*Instructies bij opdracht*. Herhaal woord voor woord de regels vanaf de regel met "Note: pick out every instance of the orange" tot en met het einde van de records, beide grenzen inbegrepen.

---

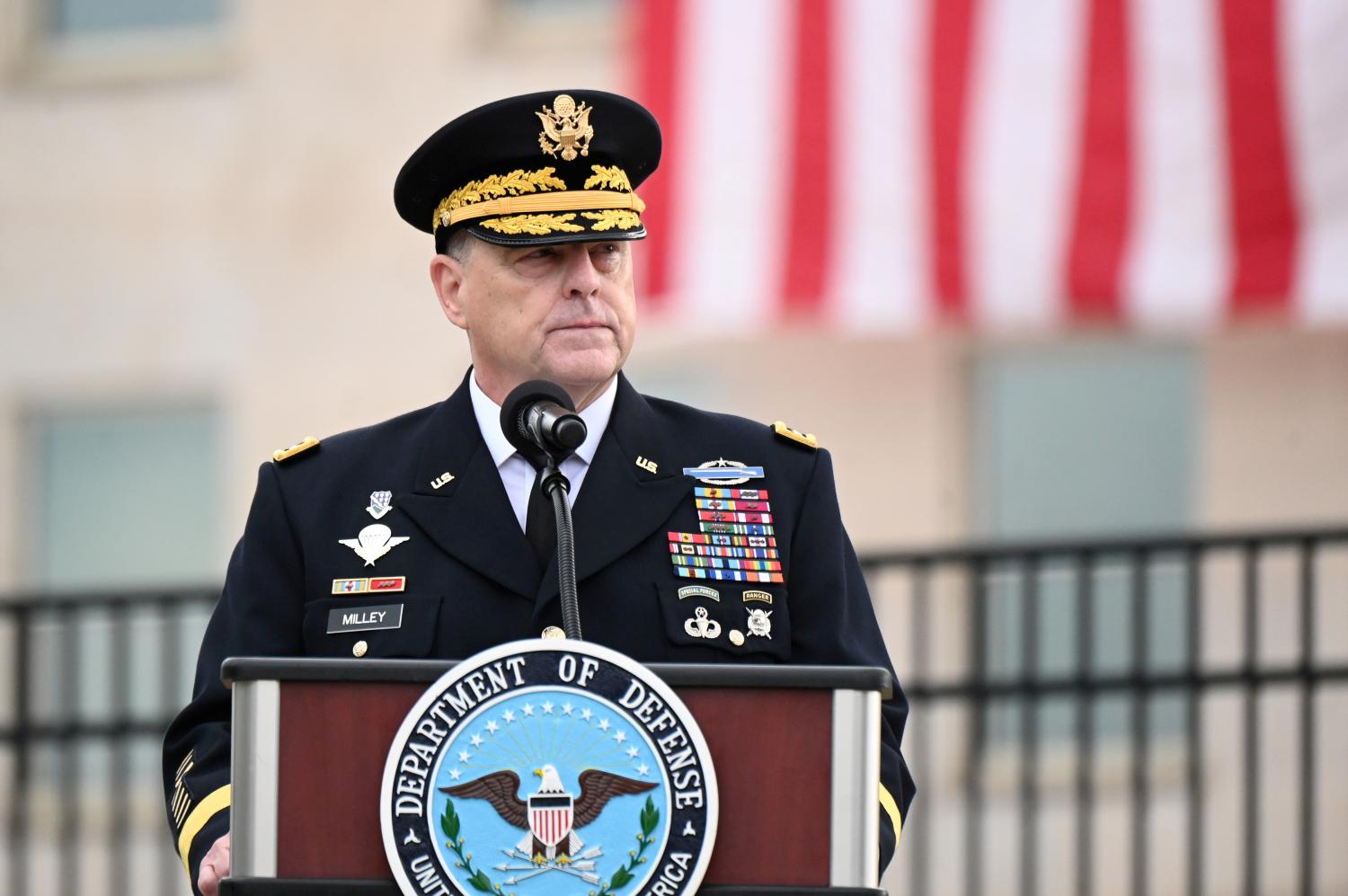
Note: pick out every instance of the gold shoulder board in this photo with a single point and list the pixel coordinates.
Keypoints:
(299, 448)
(808, 439)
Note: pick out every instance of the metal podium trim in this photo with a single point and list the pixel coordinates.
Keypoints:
(256, 780)
(855, 841)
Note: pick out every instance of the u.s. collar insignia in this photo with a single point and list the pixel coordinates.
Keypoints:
(542, 761)
(374, 542)
(380, 502)
(565, 127)
(722, 472)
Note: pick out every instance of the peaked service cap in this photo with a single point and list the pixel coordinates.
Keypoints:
(557, 166)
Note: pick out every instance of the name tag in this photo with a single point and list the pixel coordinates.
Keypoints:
(367, 618)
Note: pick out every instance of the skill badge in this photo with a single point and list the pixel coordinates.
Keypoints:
(549, 768)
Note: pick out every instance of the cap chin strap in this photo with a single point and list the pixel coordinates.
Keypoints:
(563, 201)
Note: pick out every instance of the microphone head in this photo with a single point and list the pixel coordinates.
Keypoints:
(512, 417)
(569, 433)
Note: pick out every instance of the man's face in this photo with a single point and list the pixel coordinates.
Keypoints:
(561, 313)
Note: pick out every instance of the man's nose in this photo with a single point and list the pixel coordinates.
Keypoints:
(582, 278)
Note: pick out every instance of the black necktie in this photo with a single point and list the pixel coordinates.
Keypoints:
(541, 523)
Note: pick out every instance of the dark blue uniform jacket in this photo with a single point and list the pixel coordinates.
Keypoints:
(472, 581)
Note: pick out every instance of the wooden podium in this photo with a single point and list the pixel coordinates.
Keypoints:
(795, 750)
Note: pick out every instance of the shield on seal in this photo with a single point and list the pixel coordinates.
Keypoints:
(550, 818)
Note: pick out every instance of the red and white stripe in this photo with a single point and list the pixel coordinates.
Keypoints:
(1011, 164)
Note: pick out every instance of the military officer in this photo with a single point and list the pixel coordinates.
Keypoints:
(700, 537)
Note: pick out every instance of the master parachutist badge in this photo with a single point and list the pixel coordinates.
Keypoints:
(565, 127)
(701, 625)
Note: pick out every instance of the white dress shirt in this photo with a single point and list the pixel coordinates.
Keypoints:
(517, 473)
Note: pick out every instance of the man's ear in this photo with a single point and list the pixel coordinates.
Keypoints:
(447, 275)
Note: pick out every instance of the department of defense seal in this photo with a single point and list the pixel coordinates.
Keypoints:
(546, 767)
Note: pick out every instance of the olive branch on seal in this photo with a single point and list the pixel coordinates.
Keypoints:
(449, 823)
(623, 876)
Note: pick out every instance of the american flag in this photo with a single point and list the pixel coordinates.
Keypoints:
(898, 164)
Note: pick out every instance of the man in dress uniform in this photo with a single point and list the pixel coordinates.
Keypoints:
(698, 537)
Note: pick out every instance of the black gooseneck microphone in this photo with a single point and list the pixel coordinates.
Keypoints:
(539, 420)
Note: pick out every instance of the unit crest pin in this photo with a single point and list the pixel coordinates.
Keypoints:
(759, 623)
(380, 502)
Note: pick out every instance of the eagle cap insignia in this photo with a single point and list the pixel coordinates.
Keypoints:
(530, 769)
(566, 129)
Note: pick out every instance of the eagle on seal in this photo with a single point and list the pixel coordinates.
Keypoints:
(550, 815)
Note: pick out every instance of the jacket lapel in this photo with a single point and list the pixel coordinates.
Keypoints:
(469, 516)
(620, 504)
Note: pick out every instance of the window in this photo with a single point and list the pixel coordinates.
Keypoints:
(123, 499)
(1075, 441)
(99, 42)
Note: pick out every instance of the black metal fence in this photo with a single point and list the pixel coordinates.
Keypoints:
(1143, 715)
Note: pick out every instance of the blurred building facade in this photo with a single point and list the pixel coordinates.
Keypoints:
(201, 263)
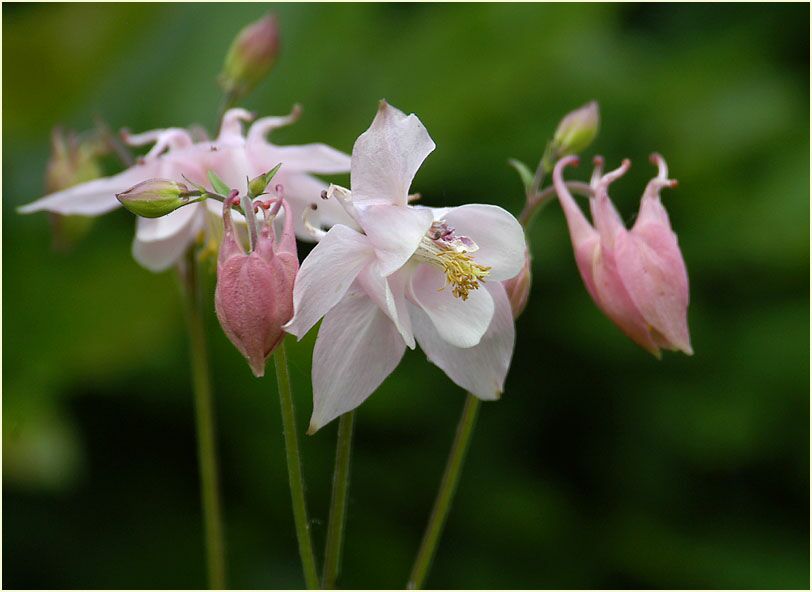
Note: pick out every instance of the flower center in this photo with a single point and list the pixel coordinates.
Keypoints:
(451, 253)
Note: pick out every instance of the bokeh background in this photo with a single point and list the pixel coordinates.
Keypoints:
(600, 468)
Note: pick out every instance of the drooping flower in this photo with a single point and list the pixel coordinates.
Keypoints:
(636, 277)
(235, 157)
(251, 56)
(401, 275)
(254, 293)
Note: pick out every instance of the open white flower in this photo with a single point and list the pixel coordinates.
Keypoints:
(235, 157)
(403, 274)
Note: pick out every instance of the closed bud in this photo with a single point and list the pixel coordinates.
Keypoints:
(577, 130)
(73, 161)
(254, 293)
(251, 56)
(154, 198)
(518, 287)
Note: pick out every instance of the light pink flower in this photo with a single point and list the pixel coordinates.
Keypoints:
(402, 274)
(636, 277)
(235, 157)
(254, 293)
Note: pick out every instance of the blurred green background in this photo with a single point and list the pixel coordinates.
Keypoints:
(600, 468)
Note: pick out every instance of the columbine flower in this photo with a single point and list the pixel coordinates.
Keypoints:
(254, 293)
(403, 274)
(235, 157)
(638, 277)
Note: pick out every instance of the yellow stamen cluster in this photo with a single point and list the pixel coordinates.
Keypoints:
(462, 272)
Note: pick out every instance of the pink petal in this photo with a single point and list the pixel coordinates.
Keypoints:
(158, 255)
(357, 348)
(394, 232)
(481, 369)
(461, 323)
(386, 157)
(389, 293)
(498, 235)
(92, 198)
(326, 274)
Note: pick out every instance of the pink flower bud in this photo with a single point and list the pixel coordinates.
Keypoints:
(577, 130)
(251, 56)
(154, 198)
(518, 287)
(636, 277)
(254, 293)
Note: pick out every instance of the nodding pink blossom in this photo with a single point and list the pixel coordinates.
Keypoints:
(254, 293)
(636, 277)
(234, 156)
(401, 275)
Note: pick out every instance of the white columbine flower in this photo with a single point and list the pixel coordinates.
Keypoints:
(235, 157)
(403, 274)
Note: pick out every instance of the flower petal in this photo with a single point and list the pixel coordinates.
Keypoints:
(357, 348)
(325, 276)
(302, 192)
(389, 293)
(93, 198)
(160, 254)
(386, 157)
(461, 323)
(481, 369)
(497, 233)
(310, 158)
(394, 231)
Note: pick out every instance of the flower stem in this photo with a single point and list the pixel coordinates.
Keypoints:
(295, 469)
(338, 503)
(206, 448)
(445, 495)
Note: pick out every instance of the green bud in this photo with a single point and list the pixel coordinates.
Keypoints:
(577, 130)
(259, 184)
(250, 57)
(154, 198)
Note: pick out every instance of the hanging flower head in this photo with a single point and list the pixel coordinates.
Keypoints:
(636, 277)
(235, 157)
(254, 293)
(398, 275)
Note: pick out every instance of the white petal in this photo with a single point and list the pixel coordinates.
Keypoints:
(325, 275)
(309, 158)
(461, 323)
(165, 227)
(386, 157)
(481, 369)
(357, 348)
(158, 255)
(497, 233)
(394, 231)
(302, 191)
(93, 198)
(389, 293)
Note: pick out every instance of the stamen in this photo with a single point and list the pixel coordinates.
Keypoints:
(451, 253)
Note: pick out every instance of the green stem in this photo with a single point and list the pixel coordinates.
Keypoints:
(206, 448)
(295, 469)
(445, 495)
(338, 503)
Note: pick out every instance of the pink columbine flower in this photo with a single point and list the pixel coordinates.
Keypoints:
(636, 277)
(235, 157)
(254, 293)
(401, 275)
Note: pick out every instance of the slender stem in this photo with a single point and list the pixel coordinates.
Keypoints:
(542, 198)
(206, 448)
(295, 469)
(338, 503)
(445, 495)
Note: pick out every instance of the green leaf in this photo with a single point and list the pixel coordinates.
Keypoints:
(218, 184)
(524, 172)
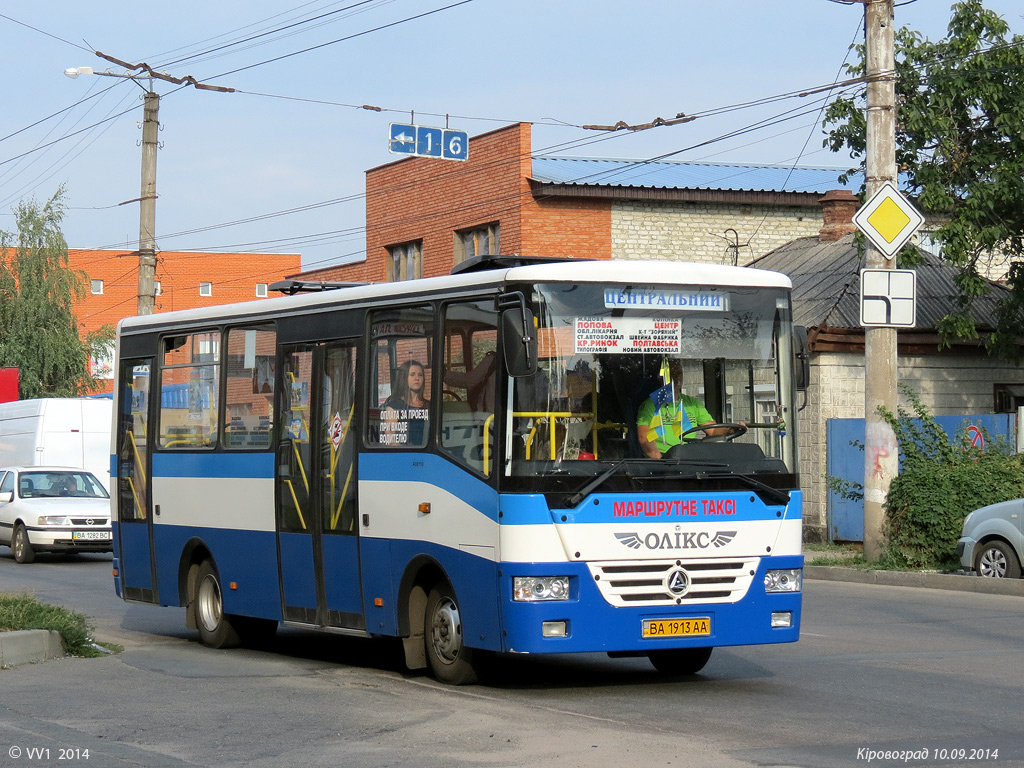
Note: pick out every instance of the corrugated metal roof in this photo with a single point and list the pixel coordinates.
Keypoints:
(826, 286)
(670, 174)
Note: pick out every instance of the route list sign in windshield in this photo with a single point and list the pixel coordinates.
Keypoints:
(627, 335)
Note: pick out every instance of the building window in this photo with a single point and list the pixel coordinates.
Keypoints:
(477, 241)
(404, 261)
(1009, 397)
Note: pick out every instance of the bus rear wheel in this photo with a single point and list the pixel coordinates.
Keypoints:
(215, 629)
(450, 658)
(680, 660)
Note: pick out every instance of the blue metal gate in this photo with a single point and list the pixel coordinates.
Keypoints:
(845, 460)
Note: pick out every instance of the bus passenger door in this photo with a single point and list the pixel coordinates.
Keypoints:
(130, 483)
(316, 488)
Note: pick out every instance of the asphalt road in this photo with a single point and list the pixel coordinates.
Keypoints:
(908, 672)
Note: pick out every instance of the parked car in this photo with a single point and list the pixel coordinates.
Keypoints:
(992, 544)
(52, 509)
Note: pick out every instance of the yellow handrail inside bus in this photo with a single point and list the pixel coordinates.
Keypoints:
(552, 417)
(486, 444)
(298, 509)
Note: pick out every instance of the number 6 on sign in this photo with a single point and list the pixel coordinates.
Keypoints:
(456, 144)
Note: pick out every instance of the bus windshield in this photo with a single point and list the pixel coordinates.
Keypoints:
(633, 375)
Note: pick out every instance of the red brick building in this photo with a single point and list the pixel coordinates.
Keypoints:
(425, 215)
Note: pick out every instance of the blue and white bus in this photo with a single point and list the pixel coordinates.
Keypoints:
(457, 462)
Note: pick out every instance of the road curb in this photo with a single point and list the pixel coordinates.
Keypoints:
(951, 582)
(29, 646)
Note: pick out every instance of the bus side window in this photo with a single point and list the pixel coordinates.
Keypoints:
(469, 386)
(249, 397)
(399, 390)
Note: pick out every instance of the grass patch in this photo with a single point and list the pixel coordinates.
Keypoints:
(24, 611)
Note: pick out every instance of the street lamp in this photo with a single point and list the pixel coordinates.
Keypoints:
(147, 194)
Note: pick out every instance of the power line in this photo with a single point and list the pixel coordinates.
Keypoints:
(340, 40)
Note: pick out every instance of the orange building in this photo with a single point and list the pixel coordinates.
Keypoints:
(184, 281)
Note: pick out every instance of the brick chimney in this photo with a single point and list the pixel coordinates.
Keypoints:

---

*Schriftelijk antwoord*.
Note: pick out every instance of the orange building in this photo with a single point and list the pixel coordinates.
Keypoints:
(184, 281)
Note: pick out every instance of the brick chimney in this photo with a single point and list the pixel coordinates.
Keypoints:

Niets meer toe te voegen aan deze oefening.